Document extract:
···
Human bladder cance scRNA-seq

Mouse bladder cance scRNA-seq

METHOD

Single-cell RNA-seq data is pre-processed with the scater R package. Data normalization, unsupervised cell clustering, and differential expression analysis were carried out by the Seurat R package. Reference-based cell type annotation was carried out using the SingleR R package.

How to use this Script

Key Software Setup

R version 3.6.0
Seurat_3.0.3
MAST_1.10.0
scater_1.12.0
scran_1.12.1
SingleR_1.0.1

After pulling this repository, create folders data and output in the top working folder. Move Cell Ranger analysis results into data folder. Tree structure of directory:

1. scater.R

scater.R for human
scater.R for mouse
Initial quality control and remove low quality cells.
···
Assigned task:
Resume the single-cell RNA-seq analysis guide right after its final line, keeping its format. The records have no connection to the single-cell RNA-seq analysis guide.

(Dataset entries)
···
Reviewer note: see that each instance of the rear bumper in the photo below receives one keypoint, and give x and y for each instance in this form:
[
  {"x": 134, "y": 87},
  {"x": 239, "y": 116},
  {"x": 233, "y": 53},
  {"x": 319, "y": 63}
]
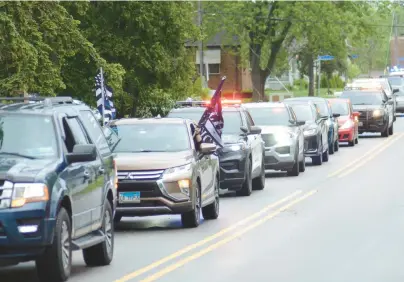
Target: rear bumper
[{"x": 20, "y": 245}]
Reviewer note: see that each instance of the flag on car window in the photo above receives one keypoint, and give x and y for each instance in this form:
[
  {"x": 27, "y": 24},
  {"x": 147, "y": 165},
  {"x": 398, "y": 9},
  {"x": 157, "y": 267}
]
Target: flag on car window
[
  {"x": 104, "y": 98},
  {"x": 211, "y": 122}
]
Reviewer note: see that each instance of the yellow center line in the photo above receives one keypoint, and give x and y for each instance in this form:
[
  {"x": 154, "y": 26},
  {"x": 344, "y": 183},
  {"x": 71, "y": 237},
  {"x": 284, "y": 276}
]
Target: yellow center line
[
  {"x": 341, "y": 170},
  {"x": 392, "y": 141},
  {"x": 222, "y": 242},
  {"x": 206, "y": 240}
]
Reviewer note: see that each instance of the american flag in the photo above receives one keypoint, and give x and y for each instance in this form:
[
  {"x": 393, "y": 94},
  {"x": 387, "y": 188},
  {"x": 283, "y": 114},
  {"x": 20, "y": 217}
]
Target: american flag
[
  {"x": 211, "y": 122},
  {"x": 105, "y": 98}
]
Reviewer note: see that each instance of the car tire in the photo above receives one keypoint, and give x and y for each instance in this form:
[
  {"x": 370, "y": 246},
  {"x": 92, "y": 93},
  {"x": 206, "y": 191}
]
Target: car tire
···
Exercise result:
After running these two scripts, sce_list_Human_{date}.Rda and sce_list_Mouse_{date}.Rda files will be generated inside

2. Seurat_setup.R

Seurat_setup.R for human
Seurat_setup.R for mouse

Cells with less than 800 genes or 1500 UMIs or more than 15% of mitochondria genes were excluded from the analysis. Gene expression raw counts were normalized following a global-scaling normalization method with a scale factor of 10,000 and natural log transformation, using the Seurat NormalizeData function. The top 2000 highly variable genes were selected using the expression and dispersion (variance/mean) of genes, followed by canonical correlation analysis (CCA) to identify common sources of variation between the patient and normal datasets. The first 20 CCA results were chosen to generate dimensional t-Distributed Stochastic Neighbor Embedding (tSNE) plots, and cell clustering by a shared nearest neighbor (SNN) modularity optimization based clustering algorithm.

Need to modify the code according to the date. After running these two scripts, BladderCancer_H2_{date}.Rda and BladderCancer_H2_{date}.Rda files will be generated inside data folder. Do not modify any files in data folder.

3. SingleR.R

SingleR.R for Human
SingleR.R for Mouse
Cell types were identified by SingleR (Single-cell Recognition) package. SingleR is a novel computational method for unbiased cell type recognition of scRNA-seq. SingleR leverages reference transcriptomic datasets of pure cell types to infer the cell of origin of each of the single cells independently.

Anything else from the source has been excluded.